# THE EXERCISE
Output, with no changes, the span of lines that opens with the line containing "shown in [55,61]." and closes with the last line.
* start *
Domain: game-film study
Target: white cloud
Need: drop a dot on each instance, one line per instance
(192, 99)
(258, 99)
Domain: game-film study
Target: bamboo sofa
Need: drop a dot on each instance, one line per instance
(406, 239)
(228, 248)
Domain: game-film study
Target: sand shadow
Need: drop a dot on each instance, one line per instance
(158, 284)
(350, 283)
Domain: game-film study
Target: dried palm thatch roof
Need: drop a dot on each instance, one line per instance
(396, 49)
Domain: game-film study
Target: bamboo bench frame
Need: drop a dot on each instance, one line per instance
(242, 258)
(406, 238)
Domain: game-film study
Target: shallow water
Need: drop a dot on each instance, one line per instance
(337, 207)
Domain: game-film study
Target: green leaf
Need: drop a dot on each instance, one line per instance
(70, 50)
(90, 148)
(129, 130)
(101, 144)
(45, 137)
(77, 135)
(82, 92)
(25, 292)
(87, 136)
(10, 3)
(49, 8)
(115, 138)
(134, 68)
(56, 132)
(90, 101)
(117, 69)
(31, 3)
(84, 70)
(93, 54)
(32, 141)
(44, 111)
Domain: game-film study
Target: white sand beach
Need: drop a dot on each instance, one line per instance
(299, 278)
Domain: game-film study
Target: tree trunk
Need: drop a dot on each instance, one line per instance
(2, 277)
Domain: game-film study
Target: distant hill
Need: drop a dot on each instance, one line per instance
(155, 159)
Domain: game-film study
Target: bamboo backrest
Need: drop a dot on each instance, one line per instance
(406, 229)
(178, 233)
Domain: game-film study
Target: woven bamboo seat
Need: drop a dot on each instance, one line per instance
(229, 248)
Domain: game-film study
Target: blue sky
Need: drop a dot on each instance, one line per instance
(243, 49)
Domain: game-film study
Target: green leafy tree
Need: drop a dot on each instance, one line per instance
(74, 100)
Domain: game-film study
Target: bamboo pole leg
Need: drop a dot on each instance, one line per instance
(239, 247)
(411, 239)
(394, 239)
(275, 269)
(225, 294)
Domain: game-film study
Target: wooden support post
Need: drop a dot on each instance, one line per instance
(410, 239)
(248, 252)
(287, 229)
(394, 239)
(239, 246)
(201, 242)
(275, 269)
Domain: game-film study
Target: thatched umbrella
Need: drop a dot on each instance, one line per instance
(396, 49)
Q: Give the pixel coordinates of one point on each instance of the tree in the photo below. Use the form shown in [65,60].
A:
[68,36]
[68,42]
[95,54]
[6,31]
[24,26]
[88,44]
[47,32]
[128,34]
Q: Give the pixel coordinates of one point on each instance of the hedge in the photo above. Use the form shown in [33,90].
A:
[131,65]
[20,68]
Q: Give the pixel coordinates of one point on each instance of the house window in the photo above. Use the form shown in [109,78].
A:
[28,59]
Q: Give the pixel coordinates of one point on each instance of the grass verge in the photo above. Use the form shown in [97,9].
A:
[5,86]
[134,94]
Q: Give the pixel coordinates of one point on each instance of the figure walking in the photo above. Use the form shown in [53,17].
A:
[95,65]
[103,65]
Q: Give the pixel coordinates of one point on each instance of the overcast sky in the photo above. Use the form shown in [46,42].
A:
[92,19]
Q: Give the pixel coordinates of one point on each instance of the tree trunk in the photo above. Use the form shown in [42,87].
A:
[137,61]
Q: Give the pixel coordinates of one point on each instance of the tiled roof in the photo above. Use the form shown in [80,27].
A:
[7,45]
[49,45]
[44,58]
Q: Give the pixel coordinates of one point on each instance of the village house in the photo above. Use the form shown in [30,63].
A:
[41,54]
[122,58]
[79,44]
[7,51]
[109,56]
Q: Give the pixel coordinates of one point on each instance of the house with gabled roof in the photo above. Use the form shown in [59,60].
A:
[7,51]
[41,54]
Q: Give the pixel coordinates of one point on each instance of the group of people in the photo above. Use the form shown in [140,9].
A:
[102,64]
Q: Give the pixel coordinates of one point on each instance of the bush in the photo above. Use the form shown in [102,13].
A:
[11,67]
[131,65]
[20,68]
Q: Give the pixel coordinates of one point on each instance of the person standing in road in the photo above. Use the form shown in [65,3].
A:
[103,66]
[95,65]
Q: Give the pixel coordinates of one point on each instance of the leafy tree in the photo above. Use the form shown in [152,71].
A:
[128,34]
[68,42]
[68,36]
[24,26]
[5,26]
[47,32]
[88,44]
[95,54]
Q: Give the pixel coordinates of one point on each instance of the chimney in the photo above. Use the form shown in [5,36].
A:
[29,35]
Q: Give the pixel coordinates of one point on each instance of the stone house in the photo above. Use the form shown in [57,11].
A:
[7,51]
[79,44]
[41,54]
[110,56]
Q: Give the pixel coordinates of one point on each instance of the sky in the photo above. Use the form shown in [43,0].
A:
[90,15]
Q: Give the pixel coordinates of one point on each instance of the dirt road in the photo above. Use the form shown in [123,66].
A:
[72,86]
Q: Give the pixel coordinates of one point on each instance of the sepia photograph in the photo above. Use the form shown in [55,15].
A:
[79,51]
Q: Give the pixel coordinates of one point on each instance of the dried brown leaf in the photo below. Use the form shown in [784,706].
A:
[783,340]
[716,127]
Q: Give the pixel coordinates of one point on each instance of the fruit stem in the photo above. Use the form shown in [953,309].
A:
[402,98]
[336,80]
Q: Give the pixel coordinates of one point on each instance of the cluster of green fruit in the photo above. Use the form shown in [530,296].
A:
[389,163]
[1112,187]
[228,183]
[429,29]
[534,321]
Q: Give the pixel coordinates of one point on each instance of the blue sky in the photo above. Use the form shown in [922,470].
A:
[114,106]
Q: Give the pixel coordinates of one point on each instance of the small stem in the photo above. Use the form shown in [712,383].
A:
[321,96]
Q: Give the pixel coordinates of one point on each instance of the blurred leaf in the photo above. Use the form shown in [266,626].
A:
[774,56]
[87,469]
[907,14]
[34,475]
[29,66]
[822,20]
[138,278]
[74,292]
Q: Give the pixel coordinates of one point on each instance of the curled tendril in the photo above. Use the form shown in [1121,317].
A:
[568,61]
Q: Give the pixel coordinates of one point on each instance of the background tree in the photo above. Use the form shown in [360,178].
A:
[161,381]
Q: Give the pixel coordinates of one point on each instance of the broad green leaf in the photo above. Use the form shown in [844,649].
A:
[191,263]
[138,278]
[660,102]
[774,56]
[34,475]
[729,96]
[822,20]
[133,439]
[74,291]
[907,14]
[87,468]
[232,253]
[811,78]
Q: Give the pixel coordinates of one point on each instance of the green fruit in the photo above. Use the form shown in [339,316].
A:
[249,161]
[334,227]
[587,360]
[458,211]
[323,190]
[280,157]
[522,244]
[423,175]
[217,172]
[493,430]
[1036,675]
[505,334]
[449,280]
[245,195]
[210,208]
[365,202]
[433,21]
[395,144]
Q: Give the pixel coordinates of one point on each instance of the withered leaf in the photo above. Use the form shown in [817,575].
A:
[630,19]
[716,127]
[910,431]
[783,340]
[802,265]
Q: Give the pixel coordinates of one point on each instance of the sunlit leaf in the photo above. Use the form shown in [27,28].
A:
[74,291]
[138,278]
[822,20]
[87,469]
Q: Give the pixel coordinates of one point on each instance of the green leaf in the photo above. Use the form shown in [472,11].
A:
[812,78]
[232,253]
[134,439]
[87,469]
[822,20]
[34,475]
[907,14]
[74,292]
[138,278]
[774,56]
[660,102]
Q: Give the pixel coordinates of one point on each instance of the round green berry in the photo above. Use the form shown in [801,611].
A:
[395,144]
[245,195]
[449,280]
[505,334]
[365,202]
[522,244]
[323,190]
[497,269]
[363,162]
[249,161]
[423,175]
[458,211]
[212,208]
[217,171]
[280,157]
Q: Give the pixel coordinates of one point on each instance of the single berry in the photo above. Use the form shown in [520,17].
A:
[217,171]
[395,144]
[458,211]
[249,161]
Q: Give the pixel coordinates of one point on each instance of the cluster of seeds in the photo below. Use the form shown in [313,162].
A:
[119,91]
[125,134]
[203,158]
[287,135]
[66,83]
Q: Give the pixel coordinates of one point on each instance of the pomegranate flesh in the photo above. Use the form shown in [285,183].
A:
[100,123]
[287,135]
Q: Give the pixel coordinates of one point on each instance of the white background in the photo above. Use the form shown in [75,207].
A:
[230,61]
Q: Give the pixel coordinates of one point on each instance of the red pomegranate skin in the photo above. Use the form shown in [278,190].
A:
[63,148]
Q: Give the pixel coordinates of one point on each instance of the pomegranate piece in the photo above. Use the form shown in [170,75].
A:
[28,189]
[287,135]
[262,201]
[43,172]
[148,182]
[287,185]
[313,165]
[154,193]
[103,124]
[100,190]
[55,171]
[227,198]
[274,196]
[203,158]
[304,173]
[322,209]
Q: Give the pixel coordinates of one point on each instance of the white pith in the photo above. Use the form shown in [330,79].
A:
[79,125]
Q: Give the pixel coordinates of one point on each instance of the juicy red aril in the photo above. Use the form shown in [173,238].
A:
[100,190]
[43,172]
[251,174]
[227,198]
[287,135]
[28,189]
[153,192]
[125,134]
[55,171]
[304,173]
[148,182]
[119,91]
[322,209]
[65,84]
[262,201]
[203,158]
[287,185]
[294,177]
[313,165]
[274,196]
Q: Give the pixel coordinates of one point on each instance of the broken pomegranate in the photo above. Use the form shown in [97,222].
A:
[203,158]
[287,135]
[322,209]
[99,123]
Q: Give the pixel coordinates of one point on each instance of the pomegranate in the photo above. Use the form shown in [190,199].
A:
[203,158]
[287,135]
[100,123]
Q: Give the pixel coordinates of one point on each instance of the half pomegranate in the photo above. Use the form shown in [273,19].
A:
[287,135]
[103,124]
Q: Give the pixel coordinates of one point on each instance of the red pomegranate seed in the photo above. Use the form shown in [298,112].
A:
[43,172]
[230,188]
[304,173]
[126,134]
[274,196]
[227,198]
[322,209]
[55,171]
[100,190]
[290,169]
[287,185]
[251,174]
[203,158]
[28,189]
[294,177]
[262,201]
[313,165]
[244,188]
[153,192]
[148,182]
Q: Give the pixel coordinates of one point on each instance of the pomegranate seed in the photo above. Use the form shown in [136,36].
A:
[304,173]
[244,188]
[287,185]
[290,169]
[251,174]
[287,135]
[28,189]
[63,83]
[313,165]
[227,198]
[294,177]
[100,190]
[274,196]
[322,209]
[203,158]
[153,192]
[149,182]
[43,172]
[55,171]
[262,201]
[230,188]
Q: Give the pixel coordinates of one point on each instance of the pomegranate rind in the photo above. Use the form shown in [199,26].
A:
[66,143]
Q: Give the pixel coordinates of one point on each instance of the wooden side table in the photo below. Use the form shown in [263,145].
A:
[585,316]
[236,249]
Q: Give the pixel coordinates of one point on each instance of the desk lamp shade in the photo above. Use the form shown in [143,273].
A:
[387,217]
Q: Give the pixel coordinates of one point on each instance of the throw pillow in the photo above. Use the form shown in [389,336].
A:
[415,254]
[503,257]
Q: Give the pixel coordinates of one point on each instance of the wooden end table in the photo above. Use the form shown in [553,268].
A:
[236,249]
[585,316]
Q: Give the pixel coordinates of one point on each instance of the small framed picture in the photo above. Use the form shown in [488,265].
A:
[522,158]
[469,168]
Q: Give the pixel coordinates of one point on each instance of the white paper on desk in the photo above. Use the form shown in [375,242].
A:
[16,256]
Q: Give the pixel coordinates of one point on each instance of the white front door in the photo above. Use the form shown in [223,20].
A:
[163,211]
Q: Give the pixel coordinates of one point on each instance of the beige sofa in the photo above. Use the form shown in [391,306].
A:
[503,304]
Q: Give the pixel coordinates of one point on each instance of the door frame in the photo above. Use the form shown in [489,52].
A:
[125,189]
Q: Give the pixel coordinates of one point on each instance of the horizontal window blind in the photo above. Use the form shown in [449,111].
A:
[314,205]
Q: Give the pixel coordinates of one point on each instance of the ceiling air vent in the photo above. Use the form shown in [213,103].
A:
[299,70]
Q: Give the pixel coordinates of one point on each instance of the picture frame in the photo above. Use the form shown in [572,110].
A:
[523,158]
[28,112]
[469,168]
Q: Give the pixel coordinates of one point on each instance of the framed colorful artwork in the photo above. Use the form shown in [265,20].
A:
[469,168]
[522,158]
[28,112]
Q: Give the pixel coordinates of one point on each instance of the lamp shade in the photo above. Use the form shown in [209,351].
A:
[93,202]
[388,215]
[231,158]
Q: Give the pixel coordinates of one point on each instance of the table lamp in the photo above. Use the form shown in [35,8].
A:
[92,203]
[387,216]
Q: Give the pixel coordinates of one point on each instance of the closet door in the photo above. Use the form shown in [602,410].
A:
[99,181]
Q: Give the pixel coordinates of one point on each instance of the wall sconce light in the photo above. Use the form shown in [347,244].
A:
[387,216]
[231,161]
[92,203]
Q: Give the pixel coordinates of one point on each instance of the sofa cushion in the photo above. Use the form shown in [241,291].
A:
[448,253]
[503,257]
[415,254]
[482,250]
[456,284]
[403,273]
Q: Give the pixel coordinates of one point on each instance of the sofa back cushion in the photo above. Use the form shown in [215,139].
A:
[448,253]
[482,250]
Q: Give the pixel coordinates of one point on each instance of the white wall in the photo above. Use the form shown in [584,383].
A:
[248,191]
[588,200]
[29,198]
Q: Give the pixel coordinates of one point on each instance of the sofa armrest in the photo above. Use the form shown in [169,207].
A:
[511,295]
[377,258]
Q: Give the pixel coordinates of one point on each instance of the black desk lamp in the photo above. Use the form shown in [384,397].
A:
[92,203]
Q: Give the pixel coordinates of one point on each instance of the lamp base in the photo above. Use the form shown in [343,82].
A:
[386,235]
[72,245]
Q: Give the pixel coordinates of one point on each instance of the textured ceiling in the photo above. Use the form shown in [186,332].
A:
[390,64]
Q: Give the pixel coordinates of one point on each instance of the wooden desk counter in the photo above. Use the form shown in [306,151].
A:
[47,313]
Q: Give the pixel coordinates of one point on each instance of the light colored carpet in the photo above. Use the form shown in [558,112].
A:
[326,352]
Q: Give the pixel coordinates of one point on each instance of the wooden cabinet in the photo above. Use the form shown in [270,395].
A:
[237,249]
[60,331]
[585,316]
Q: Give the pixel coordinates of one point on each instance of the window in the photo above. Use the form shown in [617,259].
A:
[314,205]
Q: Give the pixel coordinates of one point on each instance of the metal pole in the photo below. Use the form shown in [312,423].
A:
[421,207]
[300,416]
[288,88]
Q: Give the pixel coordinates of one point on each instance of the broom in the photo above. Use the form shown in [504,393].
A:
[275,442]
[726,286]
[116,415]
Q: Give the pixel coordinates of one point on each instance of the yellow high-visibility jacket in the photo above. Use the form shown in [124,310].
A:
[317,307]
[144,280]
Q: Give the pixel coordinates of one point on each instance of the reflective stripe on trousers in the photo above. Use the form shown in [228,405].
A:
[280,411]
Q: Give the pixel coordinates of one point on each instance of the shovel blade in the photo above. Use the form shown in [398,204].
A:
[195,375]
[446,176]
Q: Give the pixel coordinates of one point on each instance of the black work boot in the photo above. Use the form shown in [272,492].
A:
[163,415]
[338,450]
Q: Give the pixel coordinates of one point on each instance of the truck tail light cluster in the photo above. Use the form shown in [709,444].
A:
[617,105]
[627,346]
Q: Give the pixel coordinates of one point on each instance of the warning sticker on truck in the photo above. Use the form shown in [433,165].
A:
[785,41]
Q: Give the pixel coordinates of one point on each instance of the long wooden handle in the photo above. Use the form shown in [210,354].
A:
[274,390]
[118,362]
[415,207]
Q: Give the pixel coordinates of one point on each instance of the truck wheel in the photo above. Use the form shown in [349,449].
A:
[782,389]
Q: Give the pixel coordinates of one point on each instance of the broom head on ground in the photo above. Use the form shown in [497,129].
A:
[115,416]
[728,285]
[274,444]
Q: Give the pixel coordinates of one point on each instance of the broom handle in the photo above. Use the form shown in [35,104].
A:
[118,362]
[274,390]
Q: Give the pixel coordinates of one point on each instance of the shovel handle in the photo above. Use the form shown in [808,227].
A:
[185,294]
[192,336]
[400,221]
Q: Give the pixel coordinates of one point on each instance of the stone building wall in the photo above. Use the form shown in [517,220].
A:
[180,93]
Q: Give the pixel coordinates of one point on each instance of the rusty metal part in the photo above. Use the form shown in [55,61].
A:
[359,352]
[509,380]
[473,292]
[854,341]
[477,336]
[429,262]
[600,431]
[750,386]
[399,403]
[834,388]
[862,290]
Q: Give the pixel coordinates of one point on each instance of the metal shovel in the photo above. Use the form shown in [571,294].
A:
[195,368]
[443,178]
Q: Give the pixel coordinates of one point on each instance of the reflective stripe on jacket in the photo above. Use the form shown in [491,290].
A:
* end *
# EXERCISE ANSWER
Q: Give the pixel coordinates of one point on each instance of the rusty metal part in the photo above. Use the form shown in [55,61].
A:
[359,352]
[509,380]
[473,292]
[854,341]
[477,336]
[429,262]
[600,431]
[750,386]
[399,403]
[834,388]
[862,290]
Q: Give the pixel coordinates of one point on each instance of the metal shovel in the photo above. Use the form shown in [571,294].
A:
[195,368]
[443,178]
Q: Give the pixel coordinates of one point on each instance of the reflective stripe on jacket in the photo above. Use the form shown in [491,290].
A:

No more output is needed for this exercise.